--- BEGIN ---

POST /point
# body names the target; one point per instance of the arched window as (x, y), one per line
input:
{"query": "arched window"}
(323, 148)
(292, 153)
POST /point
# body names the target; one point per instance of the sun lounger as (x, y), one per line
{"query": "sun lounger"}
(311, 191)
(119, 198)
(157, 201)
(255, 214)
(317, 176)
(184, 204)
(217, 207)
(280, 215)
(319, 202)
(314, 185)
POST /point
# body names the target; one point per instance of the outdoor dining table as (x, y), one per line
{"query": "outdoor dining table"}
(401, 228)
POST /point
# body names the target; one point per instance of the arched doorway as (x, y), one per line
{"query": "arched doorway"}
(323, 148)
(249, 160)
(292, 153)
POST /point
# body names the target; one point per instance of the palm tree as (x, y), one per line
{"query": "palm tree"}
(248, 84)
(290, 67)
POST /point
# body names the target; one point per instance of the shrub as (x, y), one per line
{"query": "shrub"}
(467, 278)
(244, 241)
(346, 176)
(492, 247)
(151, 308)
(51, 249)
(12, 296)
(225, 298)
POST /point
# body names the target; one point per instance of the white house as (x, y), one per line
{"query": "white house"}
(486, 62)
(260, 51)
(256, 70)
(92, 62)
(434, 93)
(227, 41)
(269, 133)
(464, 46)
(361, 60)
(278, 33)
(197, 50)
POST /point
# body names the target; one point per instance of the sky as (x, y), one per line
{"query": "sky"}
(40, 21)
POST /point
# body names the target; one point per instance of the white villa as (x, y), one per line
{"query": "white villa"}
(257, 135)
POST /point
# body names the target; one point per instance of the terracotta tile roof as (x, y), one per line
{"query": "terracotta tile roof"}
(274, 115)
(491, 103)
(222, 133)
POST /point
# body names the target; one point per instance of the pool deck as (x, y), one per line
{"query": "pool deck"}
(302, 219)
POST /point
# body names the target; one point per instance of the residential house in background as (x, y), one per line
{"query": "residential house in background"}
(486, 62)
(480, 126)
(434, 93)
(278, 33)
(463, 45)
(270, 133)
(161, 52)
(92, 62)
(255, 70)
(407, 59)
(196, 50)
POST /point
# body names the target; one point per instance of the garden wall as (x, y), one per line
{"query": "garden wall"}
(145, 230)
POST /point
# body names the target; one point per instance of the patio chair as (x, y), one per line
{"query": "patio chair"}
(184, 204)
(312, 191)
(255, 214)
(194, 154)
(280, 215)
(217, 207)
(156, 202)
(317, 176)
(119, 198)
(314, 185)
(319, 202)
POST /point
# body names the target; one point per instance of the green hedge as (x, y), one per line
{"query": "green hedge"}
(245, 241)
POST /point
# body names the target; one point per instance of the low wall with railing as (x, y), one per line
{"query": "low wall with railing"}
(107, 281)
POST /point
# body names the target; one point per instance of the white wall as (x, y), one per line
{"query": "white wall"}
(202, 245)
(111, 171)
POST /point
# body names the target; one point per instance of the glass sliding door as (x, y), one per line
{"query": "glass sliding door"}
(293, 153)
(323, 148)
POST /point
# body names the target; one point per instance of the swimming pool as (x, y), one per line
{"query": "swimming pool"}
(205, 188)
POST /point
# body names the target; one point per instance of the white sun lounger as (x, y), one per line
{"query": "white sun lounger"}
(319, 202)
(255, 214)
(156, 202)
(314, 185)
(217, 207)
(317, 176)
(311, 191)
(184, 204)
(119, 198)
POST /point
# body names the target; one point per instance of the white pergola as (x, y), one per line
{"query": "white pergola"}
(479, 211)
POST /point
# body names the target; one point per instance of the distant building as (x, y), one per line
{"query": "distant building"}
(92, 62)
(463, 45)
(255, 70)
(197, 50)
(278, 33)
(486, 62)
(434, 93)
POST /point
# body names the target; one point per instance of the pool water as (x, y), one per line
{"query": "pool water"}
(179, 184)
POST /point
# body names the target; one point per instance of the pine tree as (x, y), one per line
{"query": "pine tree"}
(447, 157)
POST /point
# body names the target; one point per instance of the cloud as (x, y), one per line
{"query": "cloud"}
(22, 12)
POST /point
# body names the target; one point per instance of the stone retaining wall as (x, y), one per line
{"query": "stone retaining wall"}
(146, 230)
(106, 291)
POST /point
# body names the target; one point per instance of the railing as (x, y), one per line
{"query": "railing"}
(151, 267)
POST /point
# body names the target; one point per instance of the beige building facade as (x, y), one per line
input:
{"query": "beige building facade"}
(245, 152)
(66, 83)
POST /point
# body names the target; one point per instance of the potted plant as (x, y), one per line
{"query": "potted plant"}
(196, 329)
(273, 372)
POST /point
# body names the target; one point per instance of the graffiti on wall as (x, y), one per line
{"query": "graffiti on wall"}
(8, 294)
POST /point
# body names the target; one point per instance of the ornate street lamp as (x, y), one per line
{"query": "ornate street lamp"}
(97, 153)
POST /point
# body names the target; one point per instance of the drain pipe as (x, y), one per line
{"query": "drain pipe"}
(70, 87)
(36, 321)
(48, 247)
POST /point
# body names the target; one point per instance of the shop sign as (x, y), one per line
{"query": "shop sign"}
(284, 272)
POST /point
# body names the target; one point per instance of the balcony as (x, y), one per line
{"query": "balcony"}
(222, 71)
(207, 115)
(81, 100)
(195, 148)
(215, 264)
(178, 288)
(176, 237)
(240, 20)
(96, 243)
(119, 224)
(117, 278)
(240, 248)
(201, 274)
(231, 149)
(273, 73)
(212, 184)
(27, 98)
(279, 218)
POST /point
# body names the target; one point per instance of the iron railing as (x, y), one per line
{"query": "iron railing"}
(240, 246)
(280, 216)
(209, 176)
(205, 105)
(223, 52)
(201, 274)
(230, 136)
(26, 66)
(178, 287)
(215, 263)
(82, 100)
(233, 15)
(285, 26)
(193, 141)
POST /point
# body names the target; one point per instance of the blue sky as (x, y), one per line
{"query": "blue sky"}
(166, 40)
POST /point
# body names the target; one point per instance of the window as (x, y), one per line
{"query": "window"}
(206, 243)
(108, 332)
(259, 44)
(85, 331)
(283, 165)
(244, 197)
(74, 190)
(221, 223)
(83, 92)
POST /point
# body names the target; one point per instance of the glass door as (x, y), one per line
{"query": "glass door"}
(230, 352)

--- END ---

## What is expected
Report how many lines in the rows above contain the word "background". Case counts. Give only the number.

## Result
2